Stored entries =
====================

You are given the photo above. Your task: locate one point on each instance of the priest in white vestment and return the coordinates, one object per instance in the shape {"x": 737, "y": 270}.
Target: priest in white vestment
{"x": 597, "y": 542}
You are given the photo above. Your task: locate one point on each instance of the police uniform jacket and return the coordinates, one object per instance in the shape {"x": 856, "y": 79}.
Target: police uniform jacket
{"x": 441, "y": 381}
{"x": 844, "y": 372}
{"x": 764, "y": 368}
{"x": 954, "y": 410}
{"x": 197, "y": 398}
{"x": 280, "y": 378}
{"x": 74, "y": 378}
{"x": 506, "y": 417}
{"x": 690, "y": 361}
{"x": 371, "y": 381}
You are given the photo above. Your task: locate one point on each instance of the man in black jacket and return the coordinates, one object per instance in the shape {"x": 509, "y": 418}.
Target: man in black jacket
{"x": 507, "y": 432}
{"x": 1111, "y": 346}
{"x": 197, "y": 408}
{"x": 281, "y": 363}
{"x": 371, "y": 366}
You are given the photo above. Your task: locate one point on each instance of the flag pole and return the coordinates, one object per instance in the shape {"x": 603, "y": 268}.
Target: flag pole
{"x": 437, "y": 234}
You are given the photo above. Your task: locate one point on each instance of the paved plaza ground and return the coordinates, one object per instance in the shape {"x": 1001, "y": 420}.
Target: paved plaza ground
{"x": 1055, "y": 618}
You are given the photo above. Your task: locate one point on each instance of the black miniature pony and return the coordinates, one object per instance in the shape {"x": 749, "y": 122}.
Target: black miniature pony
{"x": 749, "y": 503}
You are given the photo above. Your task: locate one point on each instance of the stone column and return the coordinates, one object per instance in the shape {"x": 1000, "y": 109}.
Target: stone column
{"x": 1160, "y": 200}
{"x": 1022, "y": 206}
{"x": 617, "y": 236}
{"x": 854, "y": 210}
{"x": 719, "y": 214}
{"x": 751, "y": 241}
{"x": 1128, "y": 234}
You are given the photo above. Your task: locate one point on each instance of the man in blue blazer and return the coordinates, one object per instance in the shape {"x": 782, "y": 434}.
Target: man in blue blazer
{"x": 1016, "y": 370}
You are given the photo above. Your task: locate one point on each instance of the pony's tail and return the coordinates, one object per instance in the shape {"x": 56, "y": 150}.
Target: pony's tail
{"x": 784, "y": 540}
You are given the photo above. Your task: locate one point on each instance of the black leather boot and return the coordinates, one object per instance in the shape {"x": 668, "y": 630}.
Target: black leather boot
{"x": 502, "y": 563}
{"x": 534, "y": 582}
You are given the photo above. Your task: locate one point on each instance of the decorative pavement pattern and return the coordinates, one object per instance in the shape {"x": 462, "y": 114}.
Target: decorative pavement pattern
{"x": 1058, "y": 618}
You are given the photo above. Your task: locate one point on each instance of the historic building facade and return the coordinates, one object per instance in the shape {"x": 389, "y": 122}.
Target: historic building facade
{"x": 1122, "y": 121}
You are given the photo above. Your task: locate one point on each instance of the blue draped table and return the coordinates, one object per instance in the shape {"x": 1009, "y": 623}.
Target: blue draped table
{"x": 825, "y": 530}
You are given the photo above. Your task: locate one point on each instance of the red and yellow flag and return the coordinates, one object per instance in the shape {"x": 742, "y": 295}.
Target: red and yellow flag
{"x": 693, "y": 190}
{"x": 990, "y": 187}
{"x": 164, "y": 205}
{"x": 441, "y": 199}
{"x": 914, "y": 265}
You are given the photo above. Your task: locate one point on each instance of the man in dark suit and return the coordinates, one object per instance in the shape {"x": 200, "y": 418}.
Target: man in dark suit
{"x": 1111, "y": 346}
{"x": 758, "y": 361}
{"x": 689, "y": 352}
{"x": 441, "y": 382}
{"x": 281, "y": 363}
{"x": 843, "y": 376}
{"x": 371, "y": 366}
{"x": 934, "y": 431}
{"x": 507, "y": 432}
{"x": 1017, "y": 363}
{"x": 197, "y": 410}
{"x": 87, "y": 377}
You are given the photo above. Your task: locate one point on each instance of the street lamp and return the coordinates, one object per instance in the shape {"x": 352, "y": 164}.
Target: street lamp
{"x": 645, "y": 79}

====================

WORK INSTRUCTIONS = Take the data above and return it exactly.

ANSWER FOR THE TASK =
You are given the photo above. Your task: locate one point on each instance of the priest in white vestment and return the coordinates, one object per instance in the shape {"x": 737, "y": 270}.
Target: priest in white vestment
{"x": 597, "y": 542}
You are given the photo above. Your task: locate one point on each instance of the police uniform jacket and return the coordinates, one object per instance in the shape {"x": 856, "y": 79}.
Target: police uniform jacket
{"x": 441, "y": 381}
{"x": 844, "y": 372}
{"x": 764, "y": 368}
{"x": 954, "y": 410}
{"x": 197, "y": 398}
{"x": 280, "y": 378}
{"x": 74, "y": 378}
{"x": 506, "y": 417}
{"x": 690, "y": 361}
{"x": 371, "y": 381}
You are given the photo above. Your task: locate one point on each instance of the man in black jacket and return the coordinates, one object per instance in the shape {"x": 509, "y": 418}.
Target: man in black jacket
{"x": 507, "y": 432}
{"x": 1111, "y": 346}
{"x": 197, "y": 408}
{"x": 281, "y": 363}
{"x": 371, "y": 366}
You are given the photo above. Your task: locate one point on each instance of the flag pole and return the coordinates, one object per instance in the shape {"x": 603, "y": 268}.
Target: flag pole
{"x": 437, "y": 234}
You are given the photo above. Your task: locate one point on each instance of the paved plaza ground and return the coordinates, one object per instance in the shape {"x": 1001, "y": 420}.
Target: paved plaza ground
{"x": 1055, "y": 618}
You are given the photo above. Your task: locate one point on each instance of the black miniature pony and return the coordinates, one object per instance in the shape {"x": 749, "y": 122}.
Target: black miniature pony
{"x": 749, "y": 503}
You are given the photo above. Your task: locate one point on each instance of the stone column and return the coordinates, one object per instance in the shape {"x": 1000, "y": 109}.
Target: stone column
{"x": 1160, "y": 200}
{"x": 1022, "y": 206}
{"x": 617, "y": 236}
{"x": 854, "y": 210}
{"x": 719, "y": 214}
{"x": 751, "y": 241}
{"x": 1128, "y": 234}
You are given the photo above. Your task: locate one point on each instance of the man in blue blazer and return the coordinates, one object per instance in the shape {"x": 782, "y": 434}.
Target: man in blue blazer
{"x": 1016, "y": 370}
You are given the photo above. Your task: locate one point on each instance of the pony's tail and return the coordinates, one object per instance in the shape {"x": 56, "y": 150}.
Target: pony's tail
{"x": 784, "y": 540}
You are given the photo above. Your task: locate one point on each instance of the black leather boot and return the coordinates, one object per instance in the shape {"x": 668, "y": 630}.
Target: black leather boot
{"x": 502, "y": 563}
{"x": 534, "y": 582}
You are given the photo above. Your task: locate one point on each instance of the decorative pavement pattern and return the coordinates, one object per instance in the shape {"x": 462, "y": 114}.
Target: decorative pavement pattern
{"x": 1058, "y": 618}
You are given the photo above. Your task: locate one point on each instance of the historic building facade and return the coordinates, one object per instance in the shape {"x": 389, "y": 122}.
Target: historic building facade
{"x": 1122, "y": 121}
You are given the photo above. Your task: locate one point on each instance of the blue draped table and return the coordinates, one object per instance in the shape {"x": 1009, "y": 623}.
Target: blue draped table
{"x": 825, "y": 530}
You are given the photo above. Your task: locate one point on each instance of the red and yellow flag and return the coordinates, one object per instance in the shape {"x": 742, "y": 295}.
Target: red and yellow flag
{"x": 693, "y": 190}
{"x": 990, "y": 187}
{"x": 164, "y": 205}
{"x": 441, "y": 199}
{"x": 914, "y": 265}
You are given the photo above. Your task: locate one point on each instance of the man in dark suit and return the coordinates, one object per instance in the shape {"x": 200, "y": 418}.
Target: man in dark suit
{"x": 1111, "y": 346}
{"x": 758, "y": 361}
{"x": 689, "y": 352}
{"x": 441, "y": 382}
{"x": 281, "y": 363}
{"x": 843, "y": 376}
{"x": 371, "y": 366}
{"x": 934, "y": 431}
{"x": 507, "y": 432}
{"x": 1017, "y": 363}
{"x": 197, "y": 410}
{"x": 87, "y": 377}
You are given the photo above. Your task: locate one point on each instance of the street lamp and return the coordinates, one object per instance in the shape {"x": 352, "y": 164}.
Target: street lamp
{"x": 645, "y": 79}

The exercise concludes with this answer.